**Supplied material**

────────────────────────────────────────

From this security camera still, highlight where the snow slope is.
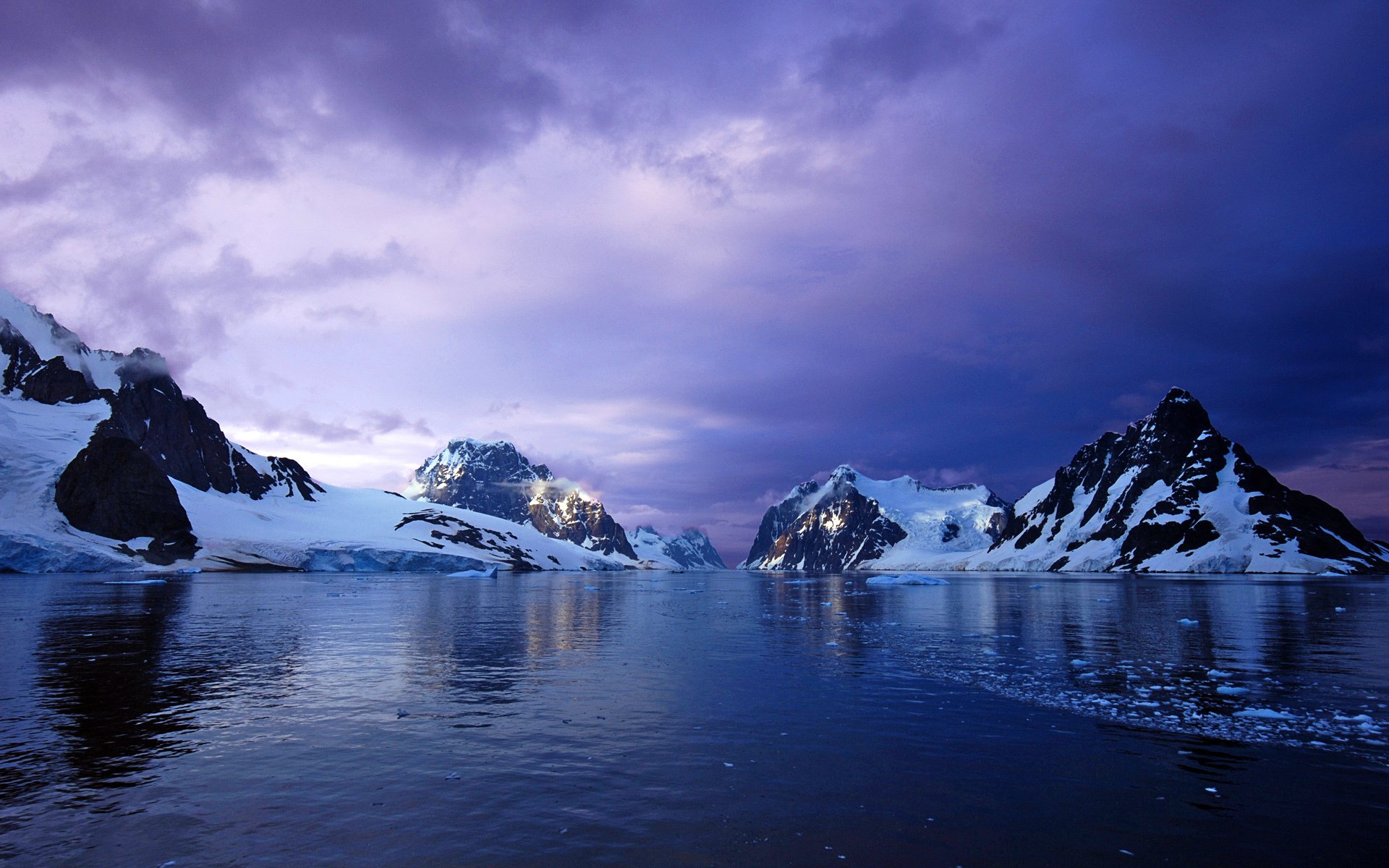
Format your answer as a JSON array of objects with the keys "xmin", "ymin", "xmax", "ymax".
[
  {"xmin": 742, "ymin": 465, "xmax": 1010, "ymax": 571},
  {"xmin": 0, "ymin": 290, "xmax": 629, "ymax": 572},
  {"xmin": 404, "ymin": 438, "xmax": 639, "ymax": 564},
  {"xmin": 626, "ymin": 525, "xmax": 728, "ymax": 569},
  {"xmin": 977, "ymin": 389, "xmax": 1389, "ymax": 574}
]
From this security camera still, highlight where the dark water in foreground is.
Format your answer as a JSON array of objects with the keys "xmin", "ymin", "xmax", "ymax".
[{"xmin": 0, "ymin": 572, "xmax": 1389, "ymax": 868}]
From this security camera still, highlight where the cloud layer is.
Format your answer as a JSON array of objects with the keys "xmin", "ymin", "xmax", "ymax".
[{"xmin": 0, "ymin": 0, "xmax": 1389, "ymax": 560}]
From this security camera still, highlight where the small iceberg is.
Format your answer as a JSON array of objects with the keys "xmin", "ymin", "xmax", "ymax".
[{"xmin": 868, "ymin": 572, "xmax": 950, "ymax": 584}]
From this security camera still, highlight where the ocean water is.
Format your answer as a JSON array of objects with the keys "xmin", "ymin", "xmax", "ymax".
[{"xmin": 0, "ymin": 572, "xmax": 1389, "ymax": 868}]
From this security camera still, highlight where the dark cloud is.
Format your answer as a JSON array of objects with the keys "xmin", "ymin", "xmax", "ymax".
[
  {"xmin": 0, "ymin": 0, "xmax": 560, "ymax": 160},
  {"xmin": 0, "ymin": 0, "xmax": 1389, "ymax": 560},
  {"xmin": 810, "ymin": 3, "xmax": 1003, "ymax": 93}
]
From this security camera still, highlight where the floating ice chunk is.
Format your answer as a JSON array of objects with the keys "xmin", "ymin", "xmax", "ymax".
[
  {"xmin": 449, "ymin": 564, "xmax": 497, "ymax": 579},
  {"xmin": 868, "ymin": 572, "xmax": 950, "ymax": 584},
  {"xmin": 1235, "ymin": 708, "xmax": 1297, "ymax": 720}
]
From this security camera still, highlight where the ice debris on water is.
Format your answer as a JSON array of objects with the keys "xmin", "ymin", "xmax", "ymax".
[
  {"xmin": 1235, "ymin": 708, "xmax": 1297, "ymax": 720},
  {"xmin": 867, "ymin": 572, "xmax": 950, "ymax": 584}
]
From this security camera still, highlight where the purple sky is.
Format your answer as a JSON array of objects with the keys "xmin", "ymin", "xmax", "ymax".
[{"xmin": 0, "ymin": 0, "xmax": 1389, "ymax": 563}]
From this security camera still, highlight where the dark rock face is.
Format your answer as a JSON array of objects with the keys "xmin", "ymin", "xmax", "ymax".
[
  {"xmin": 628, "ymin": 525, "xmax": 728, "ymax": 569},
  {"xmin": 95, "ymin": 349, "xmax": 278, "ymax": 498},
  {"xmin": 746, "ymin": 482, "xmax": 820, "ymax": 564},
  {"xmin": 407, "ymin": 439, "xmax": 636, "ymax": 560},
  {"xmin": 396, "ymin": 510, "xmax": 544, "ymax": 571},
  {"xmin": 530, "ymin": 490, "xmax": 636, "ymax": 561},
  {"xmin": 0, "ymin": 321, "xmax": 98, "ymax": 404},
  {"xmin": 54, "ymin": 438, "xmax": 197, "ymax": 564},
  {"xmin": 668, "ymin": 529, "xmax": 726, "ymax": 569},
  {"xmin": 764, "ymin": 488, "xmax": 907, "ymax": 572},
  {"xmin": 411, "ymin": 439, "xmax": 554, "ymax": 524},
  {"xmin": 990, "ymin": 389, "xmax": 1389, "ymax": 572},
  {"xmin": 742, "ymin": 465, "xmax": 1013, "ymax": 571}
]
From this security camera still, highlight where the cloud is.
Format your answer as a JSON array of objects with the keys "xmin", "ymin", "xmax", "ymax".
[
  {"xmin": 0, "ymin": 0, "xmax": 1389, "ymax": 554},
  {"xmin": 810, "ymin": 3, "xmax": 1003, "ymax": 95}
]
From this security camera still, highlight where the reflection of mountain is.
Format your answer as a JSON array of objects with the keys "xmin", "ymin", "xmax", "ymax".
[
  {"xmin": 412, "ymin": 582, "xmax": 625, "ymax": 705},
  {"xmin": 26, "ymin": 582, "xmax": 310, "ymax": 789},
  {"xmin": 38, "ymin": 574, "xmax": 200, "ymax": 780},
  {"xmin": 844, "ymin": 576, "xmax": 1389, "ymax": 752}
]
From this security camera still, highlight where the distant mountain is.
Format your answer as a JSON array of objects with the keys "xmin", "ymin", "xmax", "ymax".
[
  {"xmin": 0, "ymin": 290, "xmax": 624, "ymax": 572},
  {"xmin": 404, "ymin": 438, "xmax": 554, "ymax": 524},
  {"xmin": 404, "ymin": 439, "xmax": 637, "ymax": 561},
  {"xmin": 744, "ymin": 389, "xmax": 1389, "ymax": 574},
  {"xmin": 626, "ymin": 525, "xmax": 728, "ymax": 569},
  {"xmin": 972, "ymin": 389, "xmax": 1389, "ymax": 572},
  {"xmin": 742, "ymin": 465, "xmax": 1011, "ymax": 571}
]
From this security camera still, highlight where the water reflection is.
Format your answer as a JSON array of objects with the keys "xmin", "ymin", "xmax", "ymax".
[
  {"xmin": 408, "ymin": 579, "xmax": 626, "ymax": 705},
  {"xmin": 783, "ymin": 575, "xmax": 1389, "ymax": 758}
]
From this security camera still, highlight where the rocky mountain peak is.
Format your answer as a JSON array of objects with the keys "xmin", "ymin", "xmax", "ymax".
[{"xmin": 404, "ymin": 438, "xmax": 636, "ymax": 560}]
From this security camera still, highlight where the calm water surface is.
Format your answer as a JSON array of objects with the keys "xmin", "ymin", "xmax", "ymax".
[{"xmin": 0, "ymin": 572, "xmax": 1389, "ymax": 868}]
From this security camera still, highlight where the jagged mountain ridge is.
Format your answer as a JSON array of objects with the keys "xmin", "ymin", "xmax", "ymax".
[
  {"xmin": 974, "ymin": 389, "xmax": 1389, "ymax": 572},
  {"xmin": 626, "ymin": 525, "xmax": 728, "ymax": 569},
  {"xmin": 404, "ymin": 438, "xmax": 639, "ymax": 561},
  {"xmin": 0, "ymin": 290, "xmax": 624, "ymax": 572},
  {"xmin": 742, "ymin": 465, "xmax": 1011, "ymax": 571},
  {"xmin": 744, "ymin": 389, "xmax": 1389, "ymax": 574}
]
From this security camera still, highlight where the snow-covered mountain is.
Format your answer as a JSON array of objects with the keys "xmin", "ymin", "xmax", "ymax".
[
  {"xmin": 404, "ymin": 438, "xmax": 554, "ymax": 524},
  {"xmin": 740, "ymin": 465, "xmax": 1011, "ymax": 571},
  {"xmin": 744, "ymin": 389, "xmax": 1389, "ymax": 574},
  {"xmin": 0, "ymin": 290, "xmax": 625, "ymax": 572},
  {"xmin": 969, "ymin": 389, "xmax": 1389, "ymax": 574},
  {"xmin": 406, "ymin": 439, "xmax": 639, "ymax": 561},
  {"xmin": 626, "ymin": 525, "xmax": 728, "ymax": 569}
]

────────────────────────────────────────

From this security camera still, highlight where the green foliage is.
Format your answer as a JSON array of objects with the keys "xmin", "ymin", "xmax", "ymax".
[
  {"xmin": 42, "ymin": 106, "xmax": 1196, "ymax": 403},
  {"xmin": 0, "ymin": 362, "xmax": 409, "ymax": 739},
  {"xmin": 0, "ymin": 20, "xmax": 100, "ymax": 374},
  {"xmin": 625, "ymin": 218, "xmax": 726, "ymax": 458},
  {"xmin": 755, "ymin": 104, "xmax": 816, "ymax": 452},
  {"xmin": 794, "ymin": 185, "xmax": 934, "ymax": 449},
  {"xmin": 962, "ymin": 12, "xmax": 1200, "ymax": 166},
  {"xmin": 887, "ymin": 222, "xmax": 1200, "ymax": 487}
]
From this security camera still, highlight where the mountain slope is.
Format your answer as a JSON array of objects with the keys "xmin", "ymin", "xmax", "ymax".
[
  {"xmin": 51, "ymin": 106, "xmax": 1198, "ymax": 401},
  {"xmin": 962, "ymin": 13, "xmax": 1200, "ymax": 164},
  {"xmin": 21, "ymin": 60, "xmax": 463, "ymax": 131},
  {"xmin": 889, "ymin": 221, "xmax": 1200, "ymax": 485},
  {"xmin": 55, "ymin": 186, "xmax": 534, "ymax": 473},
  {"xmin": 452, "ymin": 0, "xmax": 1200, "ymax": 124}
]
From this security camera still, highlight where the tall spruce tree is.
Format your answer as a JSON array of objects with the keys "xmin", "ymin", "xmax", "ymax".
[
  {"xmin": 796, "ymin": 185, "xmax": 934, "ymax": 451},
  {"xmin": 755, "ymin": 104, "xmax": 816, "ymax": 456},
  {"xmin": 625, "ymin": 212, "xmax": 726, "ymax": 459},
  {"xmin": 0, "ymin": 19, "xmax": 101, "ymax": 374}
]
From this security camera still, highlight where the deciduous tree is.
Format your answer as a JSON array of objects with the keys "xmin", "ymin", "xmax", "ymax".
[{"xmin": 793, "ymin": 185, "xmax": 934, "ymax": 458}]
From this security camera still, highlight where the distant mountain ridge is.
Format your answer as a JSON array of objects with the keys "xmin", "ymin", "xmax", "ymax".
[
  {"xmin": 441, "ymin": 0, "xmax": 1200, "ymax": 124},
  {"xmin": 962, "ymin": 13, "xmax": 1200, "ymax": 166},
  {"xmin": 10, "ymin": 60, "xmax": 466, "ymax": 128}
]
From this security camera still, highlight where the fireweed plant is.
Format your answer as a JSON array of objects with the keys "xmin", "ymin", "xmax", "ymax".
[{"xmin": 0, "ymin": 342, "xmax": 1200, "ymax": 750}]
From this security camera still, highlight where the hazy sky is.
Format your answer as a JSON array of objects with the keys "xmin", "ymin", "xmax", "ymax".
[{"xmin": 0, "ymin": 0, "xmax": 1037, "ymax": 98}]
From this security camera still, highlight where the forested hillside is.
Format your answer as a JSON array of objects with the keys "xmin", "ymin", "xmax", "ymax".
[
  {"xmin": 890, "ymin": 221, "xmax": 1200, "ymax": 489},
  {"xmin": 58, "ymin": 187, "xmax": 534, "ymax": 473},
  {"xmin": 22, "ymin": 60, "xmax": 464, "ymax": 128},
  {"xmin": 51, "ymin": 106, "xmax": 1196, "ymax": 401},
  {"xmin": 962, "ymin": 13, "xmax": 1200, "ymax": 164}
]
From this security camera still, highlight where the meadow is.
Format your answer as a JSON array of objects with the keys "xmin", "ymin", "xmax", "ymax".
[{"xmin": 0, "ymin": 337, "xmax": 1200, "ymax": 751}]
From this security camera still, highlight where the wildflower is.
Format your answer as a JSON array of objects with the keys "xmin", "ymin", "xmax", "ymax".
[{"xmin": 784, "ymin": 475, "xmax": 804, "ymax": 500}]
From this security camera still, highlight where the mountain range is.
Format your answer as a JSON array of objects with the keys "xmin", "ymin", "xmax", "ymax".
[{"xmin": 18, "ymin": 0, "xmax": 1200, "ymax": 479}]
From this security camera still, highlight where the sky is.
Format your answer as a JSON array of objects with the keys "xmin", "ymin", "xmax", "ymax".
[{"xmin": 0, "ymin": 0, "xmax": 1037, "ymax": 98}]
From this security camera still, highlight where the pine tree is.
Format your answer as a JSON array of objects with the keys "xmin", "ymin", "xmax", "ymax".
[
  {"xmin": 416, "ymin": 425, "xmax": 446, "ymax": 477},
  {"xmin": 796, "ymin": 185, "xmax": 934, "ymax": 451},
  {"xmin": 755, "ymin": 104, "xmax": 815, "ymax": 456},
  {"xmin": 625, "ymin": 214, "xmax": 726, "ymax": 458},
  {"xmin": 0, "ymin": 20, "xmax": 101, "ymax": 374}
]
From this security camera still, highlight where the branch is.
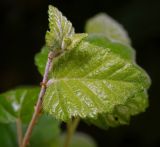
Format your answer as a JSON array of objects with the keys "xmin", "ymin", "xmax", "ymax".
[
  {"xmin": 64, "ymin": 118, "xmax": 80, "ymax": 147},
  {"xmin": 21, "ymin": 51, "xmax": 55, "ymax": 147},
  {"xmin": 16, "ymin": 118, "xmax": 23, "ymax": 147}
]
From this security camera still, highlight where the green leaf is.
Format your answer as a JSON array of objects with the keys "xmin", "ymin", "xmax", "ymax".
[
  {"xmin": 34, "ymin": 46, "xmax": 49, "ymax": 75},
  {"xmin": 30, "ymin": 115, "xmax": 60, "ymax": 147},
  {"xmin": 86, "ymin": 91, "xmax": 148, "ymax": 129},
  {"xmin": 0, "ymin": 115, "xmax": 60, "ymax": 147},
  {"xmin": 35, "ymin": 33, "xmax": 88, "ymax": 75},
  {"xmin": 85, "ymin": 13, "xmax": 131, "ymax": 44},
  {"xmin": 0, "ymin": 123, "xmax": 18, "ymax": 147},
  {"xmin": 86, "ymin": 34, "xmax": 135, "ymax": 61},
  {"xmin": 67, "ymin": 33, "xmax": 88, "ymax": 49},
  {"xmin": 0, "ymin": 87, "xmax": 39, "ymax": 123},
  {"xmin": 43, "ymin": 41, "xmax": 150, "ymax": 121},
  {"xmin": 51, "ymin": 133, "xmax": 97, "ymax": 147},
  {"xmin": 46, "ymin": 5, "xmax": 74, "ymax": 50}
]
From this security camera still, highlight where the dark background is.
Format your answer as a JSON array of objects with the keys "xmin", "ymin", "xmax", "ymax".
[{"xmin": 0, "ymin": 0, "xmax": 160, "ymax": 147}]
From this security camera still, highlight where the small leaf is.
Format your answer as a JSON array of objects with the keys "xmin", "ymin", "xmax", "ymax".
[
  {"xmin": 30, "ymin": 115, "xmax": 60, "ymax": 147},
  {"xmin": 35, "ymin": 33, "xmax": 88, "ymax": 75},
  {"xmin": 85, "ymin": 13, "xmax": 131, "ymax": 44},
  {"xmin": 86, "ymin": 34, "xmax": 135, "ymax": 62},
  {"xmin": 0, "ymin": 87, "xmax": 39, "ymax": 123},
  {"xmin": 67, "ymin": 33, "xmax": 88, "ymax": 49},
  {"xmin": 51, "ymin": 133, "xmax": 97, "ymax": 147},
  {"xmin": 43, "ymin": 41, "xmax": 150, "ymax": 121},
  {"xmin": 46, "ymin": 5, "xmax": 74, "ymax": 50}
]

────────────────────────────────────────

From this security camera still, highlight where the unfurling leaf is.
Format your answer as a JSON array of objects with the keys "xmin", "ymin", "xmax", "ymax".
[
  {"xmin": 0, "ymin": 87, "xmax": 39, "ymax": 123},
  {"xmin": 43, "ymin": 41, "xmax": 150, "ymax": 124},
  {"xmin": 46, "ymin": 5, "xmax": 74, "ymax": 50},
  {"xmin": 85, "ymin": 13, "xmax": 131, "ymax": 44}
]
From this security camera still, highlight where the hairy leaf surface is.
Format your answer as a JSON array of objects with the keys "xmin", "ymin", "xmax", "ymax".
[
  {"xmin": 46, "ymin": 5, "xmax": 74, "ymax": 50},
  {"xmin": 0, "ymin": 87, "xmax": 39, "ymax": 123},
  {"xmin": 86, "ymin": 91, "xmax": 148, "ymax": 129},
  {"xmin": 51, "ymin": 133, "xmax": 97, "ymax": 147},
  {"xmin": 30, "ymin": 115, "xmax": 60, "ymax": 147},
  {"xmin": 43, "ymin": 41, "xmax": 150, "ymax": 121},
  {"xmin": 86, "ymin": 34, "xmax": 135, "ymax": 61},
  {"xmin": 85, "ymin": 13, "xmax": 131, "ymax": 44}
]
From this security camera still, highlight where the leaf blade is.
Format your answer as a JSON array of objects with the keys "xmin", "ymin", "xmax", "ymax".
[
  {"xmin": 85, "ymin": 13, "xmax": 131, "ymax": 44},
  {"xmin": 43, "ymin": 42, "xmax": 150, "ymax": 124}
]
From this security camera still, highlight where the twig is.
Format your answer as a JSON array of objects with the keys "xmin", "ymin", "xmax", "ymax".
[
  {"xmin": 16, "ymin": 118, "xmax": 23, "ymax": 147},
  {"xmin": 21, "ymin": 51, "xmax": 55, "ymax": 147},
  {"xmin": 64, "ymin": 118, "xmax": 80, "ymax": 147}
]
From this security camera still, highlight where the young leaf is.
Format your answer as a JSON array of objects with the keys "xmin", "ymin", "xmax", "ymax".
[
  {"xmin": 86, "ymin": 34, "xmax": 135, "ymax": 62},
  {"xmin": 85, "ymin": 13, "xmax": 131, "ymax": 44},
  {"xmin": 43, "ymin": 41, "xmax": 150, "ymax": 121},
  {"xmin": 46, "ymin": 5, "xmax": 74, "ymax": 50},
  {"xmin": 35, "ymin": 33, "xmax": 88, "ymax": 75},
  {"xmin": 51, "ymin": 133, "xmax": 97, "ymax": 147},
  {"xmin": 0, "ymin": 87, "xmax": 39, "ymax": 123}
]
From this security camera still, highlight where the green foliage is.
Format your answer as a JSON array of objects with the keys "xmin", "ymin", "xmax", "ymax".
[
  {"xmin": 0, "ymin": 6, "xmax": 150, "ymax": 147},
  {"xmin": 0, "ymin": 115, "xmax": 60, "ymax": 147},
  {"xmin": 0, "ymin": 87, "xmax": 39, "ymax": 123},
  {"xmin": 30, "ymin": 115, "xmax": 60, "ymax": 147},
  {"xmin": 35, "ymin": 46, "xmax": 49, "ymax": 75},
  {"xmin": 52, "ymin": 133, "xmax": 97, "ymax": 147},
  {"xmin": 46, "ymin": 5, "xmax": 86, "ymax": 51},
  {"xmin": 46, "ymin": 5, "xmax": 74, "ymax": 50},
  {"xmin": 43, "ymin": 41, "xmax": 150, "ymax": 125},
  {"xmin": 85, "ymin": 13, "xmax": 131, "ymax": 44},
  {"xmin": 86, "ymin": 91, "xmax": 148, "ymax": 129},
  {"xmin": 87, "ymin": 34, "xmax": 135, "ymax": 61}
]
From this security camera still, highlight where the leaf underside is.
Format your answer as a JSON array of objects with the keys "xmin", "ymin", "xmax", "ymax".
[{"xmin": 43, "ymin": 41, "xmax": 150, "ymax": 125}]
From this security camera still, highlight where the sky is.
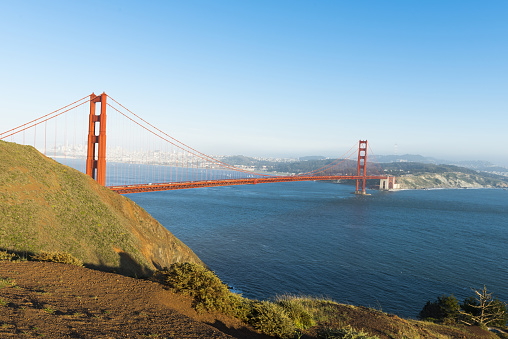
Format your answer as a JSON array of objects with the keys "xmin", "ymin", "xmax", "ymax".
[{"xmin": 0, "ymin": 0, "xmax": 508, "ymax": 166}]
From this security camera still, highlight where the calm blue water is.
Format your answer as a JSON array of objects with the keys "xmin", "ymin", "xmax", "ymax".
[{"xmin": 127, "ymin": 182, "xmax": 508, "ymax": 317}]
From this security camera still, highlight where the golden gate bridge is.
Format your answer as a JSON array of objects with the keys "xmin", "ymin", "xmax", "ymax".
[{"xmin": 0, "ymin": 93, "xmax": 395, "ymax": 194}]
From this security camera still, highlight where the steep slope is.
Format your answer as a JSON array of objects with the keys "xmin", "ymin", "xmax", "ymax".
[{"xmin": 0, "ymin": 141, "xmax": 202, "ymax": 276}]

────────────────────────────────────────

**Set task**
Pull out every line of the data above that contains the word "cloud" and list those lines.

**Exercise result**
From this security camera still, highlight where the cloud layer is.
From this security camera still, highlight where the dark cloud is.
From this security camera still, highlight where the cloud is.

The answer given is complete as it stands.